### [The problem]
Copy out the stretch of rows from the line containing "Target: shrub" through the end of the rows, both ends included, keeping every line in place. Multiply each x and y coordinate in the answers by 1.55 and round it to a whole number, with halves rounding up, leaving all other wording unchanged.

[start Supplied records]

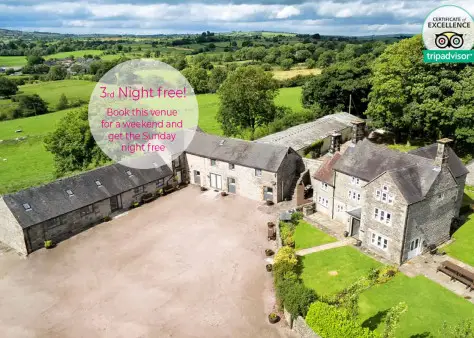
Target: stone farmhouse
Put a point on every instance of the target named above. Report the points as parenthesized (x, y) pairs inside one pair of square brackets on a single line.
[(397, 204), (61, 209), (301, 137)]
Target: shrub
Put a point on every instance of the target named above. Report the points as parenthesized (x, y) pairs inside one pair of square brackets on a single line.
[(296, 217), (329, 321), (285, 261)]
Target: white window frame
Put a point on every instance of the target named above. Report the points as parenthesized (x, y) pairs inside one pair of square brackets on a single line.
[(379, 241)]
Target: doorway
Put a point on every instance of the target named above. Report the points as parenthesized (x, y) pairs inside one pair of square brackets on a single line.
[(414, 248), (216, 181), (231, 185)]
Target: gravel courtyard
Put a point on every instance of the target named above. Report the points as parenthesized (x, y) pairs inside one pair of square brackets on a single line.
[(190, 264)]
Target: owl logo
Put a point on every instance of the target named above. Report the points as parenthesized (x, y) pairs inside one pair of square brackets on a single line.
[(449, 39)]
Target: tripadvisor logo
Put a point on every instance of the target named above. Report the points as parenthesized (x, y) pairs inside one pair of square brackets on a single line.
[(448, 35)]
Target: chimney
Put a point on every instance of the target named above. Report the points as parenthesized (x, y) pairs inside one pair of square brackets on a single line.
[(358, 131), (441, 158), (335, 142)]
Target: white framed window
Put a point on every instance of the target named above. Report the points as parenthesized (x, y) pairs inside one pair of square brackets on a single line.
[(382, 216), (379, 241), (323, 201)]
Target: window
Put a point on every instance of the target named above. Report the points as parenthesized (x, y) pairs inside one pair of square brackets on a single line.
[(323, 201), (382, 216), (354, 195), (87, 210), (379, 241), (355, 180), (139, 190)]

[end Supplied records]

### [Full solution]
Target: shrub
Put a point on every instance of the target named above. Report the points as parenthesized (x, y) pairs inside one pair of square brackets on a single line.
[(459, 336), (510, 498), (442, 405)]
Target: white window frame
Put a point on every instance of the target named above. Report the points as parenthesized (x, y) pairs inside one pair of square brackets on a single line.
[(587, 374)]
Target: doorway
Put a point on every instance of the target named above. Report the points as parenthesized (x, y) pairs inside one pair of square brackets on a single line.
[(642, 384), (335, 281), (358, 287)]
Target: gravel courtyard
Put a point on every instance of the target named above. Report the points as parenthesized (x, y) pairs inside one pair of square brackets on a single line.
[(295, 409)]
Target: owl logo
Put a point on every instance of the target named above. Report the points as parenthesized (x, y) pairs inside one pair of square brackets on a single line.
[(696, 60)]
Target: tripadvisor logo
Put a point on every instance of the target named above. Report the points as parenthesized (x, y) pairs inside one pair of square brackets on a single line.
[(694, 54)]
Target: chimney
Put a point on every instance of the target named above. Report the points as parenthesized (x, y) pairs inside one pair of square brackets on a single line.
[(555, 203), (684, 245), (519, 220)]
Target: white framed window
Put a point on every instance of the target named above. Report the points as parenthesized (x, y) pairs inside one pair of square brackets on a single line.
[(592, 335), (587, 374), (501, 312)]
Target: window
Put a point on every instance of the target named above. Report the points as parenthesized (x, y) pairs inside one pair of square brackets on a single line.
[(501, 312), (592, 335), (549, 302), (135, 326), (587, 374), (550, 279), (215, 295)]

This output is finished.